### Supplied data:
────

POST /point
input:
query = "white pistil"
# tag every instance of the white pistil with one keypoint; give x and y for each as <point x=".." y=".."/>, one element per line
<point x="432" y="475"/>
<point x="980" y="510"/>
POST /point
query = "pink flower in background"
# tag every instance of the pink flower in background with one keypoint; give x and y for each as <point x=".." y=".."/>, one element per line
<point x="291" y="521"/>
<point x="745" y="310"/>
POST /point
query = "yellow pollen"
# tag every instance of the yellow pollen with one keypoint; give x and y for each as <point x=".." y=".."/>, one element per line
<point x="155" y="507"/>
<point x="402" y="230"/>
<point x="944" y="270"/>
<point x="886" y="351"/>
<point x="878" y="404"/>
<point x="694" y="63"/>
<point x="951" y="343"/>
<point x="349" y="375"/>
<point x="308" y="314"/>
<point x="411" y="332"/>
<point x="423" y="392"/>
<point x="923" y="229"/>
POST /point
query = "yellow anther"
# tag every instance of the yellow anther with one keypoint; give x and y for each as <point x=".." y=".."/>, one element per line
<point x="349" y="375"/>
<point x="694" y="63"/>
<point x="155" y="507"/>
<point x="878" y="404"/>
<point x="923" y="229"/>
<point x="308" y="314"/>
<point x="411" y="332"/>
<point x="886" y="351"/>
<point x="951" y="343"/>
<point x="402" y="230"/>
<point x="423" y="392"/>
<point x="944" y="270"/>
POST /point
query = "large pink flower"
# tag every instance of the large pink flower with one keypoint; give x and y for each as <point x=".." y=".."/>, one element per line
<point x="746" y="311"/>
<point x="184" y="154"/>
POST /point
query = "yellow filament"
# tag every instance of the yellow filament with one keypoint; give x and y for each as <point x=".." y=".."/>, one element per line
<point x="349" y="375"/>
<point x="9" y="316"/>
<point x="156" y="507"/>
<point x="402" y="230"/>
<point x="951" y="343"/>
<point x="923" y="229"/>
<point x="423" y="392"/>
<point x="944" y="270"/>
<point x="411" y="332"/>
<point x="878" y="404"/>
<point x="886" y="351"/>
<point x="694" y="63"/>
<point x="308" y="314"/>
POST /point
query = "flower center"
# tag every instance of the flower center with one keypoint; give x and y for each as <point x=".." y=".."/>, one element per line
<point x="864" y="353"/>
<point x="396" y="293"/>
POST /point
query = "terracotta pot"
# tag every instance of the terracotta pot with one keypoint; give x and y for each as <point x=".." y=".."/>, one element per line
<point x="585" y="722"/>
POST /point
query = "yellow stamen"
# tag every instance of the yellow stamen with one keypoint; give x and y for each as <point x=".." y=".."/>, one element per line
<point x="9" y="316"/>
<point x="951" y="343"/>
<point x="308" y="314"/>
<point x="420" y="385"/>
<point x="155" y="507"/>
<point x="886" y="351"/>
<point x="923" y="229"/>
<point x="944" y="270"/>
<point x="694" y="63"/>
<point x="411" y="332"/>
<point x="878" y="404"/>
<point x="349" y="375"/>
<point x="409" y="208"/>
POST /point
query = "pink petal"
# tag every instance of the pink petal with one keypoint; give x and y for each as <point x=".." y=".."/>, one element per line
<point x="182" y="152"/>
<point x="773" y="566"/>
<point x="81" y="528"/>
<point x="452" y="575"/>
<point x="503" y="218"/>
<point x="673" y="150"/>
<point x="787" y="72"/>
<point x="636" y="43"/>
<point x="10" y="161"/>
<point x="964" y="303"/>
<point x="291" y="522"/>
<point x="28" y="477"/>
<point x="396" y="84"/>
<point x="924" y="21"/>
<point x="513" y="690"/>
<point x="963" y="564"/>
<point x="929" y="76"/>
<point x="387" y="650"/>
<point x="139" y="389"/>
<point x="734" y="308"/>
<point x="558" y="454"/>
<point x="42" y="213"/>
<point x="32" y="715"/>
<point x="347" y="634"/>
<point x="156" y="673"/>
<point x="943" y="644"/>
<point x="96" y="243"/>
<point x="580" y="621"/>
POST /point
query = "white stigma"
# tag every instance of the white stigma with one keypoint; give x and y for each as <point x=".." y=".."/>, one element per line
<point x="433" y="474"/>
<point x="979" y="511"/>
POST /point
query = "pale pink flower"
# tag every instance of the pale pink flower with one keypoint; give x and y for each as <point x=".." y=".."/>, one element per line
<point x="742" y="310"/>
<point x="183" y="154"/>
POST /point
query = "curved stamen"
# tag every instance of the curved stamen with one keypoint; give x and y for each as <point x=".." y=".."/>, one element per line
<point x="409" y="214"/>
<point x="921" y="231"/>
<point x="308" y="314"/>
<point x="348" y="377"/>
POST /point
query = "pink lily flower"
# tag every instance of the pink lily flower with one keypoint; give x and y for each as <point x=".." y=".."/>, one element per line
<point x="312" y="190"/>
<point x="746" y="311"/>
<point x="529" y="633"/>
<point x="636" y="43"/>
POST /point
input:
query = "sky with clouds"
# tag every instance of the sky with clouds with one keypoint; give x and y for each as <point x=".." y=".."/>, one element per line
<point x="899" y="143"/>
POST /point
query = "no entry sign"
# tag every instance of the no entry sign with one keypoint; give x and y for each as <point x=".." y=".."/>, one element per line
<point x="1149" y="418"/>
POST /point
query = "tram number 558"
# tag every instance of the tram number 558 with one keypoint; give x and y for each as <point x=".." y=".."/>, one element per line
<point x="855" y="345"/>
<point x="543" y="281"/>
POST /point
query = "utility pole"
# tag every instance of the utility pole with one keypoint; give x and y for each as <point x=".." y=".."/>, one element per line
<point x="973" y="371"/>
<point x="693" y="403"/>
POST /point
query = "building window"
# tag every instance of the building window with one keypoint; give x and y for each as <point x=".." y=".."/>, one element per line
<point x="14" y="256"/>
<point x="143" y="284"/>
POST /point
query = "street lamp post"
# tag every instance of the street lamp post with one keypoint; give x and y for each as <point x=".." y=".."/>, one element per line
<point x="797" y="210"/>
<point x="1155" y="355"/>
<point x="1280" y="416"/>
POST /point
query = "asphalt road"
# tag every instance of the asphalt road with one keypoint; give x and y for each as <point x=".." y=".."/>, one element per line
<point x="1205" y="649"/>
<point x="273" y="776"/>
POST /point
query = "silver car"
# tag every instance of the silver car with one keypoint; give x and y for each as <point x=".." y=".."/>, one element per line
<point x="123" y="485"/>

────

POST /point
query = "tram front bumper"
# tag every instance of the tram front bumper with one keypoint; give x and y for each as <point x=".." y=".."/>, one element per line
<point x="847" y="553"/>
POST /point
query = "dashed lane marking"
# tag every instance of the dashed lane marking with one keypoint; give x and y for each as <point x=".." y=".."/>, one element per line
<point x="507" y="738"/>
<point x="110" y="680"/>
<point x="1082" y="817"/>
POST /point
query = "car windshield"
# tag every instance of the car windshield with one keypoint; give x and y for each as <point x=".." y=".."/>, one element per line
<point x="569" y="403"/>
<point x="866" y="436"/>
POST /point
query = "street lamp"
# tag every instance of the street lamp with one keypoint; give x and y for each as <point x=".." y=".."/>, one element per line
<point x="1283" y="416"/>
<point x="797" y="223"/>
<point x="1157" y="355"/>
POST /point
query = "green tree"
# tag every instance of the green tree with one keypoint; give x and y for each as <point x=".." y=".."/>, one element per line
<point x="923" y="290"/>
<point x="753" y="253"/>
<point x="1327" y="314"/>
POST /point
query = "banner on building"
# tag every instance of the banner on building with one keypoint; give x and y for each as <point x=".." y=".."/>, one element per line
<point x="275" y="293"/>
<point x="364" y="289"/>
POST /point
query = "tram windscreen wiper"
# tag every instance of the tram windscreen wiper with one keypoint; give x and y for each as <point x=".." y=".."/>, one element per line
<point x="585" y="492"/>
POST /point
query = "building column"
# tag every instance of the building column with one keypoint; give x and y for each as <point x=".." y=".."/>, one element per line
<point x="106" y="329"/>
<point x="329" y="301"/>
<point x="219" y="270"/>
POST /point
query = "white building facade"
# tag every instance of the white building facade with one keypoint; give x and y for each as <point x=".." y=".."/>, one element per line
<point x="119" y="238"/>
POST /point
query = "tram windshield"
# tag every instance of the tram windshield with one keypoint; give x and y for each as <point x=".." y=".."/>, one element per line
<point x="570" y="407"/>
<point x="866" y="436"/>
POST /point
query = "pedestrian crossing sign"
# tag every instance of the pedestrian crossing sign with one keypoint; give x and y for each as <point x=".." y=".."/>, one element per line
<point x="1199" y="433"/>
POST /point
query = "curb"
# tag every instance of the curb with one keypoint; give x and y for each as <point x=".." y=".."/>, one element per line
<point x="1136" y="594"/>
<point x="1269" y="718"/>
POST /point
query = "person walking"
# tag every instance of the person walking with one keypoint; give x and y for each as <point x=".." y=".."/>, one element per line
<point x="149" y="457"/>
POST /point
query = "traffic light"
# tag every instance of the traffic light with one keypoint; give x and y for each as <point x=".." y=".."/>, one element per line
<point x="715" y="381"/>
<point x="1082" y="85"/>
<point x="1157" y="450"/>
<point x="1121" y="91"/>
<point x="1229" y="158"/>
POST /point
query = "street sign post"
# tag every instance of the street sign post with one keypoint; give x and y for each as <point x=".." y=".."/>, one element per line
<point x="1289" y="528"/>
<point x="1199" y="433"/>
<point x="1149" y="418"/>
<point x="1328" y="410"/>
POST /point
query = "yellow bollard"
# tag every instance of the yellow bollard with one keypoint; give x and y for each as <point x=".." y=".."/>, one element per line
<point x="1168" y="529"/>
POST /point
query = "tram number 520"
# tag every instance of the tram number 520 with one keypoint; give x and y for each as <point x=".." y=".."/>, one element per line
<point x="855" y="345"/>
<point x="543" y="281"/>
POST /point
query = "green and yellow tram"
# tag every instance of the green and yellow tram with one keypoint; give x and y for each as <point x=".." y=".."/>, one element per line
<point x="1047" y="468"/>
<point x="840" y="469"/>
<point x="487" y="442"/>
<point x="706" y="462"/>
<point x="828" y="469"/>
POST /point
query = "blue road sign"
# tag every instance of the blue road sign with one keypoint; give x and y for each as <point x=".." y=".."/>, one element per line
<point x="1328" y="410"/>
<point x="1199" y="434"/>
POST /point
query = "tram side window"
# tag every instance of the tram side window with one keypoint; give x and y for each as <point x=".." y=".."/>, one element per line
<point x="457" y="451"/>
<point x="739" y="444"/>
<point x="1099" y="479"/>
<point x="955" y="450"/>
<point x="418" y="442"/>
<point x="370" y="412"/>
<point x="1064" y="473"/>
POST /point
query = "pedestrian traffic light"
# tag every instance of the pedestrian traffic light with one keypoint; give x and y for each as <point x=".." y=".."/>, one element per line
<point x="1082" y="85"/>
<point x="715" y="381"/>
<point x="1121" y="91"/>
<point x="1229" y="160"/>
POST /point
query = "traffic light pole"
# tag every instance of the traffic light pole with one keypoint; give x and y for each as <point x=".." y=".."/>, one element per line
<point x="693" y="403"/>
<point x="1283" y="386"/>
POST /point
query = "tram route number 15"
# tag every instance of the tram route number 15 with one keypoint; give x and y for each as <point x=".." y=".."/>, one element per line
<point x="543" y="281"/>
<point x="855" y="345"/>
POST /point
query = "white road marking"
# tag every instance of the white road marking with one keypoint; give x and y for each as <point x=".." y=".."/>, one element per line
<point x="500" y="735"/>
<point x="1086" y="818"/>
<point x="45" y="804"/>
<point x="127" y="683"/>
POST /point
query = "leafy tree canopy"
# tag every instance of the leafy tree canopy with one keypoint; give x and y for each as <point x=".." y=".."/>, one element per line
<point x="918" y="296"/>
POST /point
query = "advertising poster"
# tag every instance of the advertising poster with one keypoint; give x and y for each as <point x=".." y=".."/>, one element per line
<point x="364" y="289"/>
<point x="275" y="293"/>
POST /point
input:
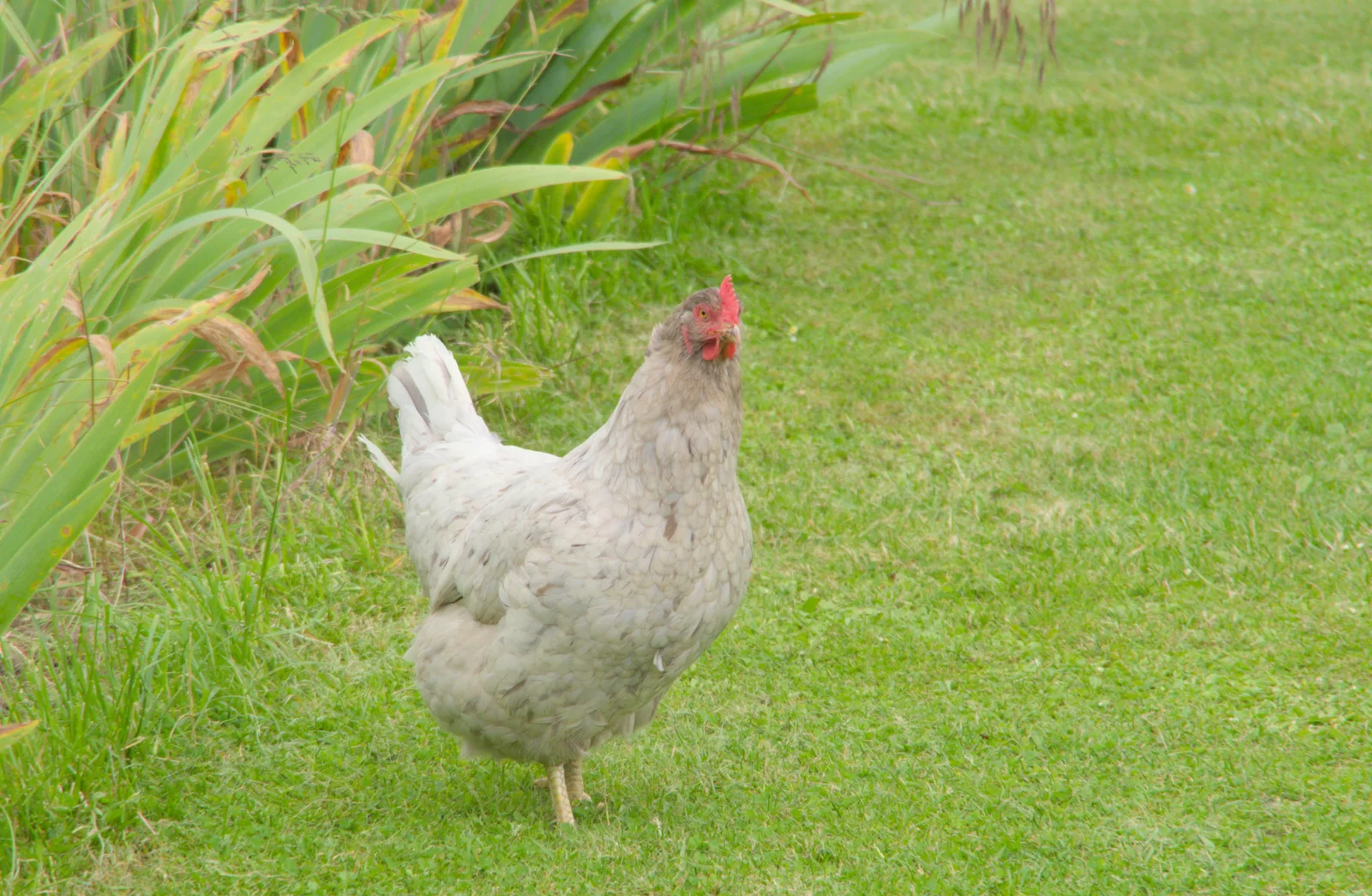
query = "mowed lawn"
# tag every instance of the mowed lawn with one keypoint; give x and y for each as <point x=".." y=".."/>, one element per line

────

### Written problem:
List every line in the two blocks above that contains the string "pollen".

### Solution to the problem:
query = "yellow pollen"
# tag every instance of the yellow pollen with one keypoint; give x and y for each as <point x=".." y=".."/>, one element per line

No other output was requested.